(Excerpts from a detection dataset)
▼
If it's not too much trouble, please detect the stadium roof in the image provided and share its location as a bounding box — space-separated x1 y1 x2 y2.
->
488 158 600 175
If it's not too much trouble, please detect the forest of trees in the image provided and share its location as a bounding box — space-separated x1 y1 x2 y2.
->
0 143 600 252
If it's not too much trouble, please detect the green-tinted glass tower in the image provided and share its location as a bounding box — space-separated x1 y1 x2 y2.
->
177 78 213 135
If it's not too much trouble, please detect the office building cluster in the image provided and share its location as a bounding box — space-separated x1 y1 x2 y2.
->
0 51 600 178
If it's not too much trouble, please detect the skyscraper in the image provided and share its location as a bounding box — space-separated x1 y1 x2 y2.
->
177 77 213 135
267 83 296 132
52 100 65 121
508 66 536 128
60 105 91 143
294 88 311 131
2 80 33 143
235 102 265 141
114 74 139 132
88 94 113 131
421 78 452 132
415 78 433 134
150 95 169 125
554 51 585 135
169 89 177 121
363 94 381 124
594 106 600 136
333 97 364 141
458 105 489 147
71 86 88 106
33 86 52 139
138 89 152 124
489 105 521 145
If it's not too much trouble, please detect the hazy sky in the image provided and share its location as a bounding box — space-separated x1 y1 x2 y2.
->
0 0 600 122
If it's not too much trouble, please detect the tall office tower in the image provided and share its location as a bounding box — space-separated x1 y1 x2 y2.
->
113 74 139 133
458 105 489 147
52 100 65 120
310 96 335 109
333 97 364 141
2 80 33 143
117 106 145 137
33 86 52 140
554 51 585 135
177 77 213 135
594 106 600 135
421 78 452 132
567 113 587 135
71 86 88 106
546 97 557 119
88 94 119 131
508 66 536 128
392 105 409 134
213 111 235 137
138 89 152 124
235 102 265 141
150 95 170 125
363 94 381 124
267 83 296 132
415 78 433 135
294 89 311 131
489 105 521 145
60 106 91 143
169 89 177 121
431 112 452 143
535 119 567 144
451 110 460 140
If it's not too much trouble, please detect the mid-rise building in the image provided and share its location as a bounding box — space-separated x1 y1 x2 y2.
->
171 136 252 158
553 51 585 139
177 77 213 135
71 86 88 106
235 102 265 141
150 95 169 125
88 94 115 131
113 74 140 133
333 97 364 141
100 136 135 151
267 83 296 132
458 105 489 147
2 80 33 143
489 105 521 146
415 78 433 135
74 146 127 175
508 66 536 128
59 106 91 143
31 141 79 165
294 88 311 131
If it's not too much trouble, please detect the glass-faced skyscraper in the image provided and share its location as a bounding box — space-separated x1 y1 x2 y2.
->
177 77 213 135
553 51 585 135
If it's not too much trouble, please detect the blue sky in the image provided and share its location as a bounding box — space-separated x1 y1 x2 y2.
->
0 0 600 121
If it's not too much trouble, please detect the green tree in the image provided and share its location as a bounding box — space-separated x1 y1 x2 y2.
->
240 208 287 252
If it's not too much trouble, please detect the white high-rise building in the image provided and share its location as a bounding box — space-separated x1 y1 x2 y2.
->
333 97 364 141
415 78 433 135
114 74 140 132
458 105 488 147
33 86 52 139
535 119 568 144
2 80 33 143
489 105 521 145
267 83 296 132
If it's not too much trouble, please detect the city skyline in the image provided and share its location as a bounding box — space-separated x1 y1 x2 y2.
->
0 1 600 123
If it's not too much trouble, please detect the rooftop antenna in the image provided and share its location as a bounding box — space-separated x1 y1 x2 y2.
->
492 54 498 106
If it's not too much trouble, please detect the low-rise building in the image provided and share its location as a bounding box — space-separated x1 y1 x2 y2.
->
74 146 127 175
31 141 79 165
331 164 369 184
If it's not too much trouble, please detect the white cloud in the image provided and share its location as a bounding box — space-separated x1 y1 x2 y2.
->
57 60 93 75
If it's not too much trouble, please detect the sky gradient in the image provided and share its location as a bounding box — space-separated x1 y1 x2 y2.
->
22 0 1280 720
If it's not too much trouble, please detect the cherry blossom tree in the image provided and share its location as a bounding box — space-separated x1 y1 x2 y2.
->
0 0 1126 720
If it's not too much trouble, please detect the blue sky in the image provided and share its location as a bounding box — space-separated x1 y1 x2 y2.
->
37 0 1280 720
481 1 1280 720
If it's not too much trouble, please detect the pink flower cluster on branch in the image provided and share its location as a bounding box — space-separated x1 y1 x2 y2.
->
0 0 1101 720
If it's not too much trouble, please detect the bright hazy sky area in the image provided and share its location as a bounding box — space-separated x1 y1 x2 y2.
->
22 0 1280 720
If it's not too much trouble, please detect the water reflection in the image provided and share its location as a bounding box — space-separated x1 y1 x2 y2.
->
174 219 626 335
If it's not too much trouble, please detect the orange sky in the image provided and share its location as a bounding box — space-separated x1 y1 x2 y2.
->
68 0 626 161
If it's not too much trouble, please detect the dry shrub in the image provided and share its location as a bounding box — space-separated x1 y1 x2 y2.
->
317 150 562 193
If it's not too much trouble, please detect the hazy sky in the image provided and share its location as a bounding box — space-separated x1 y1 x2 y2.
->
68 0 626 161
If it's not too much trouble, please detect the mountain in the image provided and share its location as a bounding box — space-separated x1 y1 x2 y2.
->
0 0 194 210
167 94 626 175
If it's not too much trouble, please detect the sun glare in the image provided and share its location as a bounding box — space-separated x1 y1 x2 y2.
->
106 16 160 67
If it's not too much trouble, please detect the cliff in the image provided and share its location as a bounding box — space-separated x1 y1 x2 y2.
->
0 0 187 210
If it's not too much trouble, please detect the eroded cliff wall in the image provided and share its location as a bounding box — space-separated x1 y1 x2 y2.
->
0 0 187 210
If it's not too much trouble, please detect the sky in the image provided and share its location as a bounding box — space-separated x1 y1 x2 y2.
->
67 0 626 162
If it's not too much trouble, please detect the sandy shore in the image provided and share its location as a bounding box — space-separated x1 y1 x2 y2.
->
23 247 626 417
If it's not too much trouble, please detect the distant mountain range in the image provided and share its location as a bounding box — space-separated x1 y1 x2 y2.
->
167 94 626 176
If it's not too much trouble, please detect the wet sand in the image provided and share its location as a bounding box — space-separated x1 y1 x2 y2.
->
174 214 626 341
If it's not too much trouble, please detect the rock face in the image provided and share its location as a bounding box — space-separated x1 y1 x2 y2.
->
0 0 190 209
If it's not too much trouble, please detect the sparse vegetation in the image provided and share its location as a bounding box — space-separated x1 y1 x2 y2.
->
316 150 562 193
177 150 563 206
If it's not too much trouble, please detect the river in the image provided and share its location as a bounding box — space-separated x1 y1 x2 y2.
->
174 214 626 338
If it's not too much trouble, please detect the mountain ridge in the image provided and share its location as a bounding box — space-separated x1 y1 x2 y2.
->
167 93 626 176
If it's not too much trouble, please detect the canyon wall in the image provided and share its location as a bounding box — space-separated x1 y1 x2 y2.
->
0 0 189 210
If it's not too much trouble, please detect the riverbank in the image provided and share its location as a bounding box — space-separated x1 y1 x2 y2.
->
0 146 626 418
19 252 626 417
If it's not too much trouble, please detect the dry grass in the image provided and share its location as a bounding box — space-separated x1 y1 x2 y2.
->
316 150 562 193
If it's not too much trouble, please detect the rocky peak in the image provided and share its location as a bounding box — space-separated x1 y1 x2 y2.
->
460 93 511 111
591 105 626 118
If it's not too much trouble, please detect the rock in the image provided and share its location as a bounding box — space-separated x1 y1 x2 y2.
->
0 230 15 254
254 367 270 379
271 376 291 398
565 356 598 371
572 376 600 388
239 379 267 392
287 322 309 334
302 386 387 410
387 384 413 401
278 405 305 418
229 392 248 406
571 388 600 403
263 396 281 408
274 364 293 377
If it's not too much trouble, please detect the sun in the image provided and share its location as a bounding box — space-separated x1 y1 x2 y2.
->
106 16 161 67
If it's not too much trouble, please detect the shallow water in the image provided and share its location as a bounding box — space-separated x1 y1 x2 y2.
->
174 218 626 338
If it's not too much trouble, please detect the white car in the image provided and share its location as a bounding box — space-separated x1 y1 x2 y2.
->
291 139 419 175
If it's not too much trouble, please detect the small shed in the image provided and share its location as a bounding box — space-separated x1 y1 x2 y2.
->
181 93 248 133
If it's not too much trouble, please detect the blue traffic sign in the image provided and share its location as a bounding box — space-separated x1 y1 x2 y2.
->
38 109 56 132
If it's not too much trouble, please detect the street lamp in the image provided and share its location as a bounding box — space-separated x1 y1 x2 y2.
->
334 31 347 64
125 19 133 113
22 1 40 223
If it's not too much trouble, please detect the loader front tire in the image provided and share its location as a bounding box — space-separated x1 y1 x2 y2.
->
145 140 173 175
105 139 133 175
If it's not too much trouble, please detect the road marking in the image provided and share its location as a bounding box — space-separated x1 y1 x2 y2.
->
▲
# [The request]
Pick out every line of the items above that contains the string "tower", and copy each one in full. Case counts.

# [Solution to the problem]
If it's not too much trouble, please detect the green-tinted glass tower in the image provided and share its location as a bounding box — space-separated x1 y1 x2 y2.
If it's not too much trouble, please detect the tall office tower in the image provided and share its location as a bounding box — space-separated x1 y1 x2 y2.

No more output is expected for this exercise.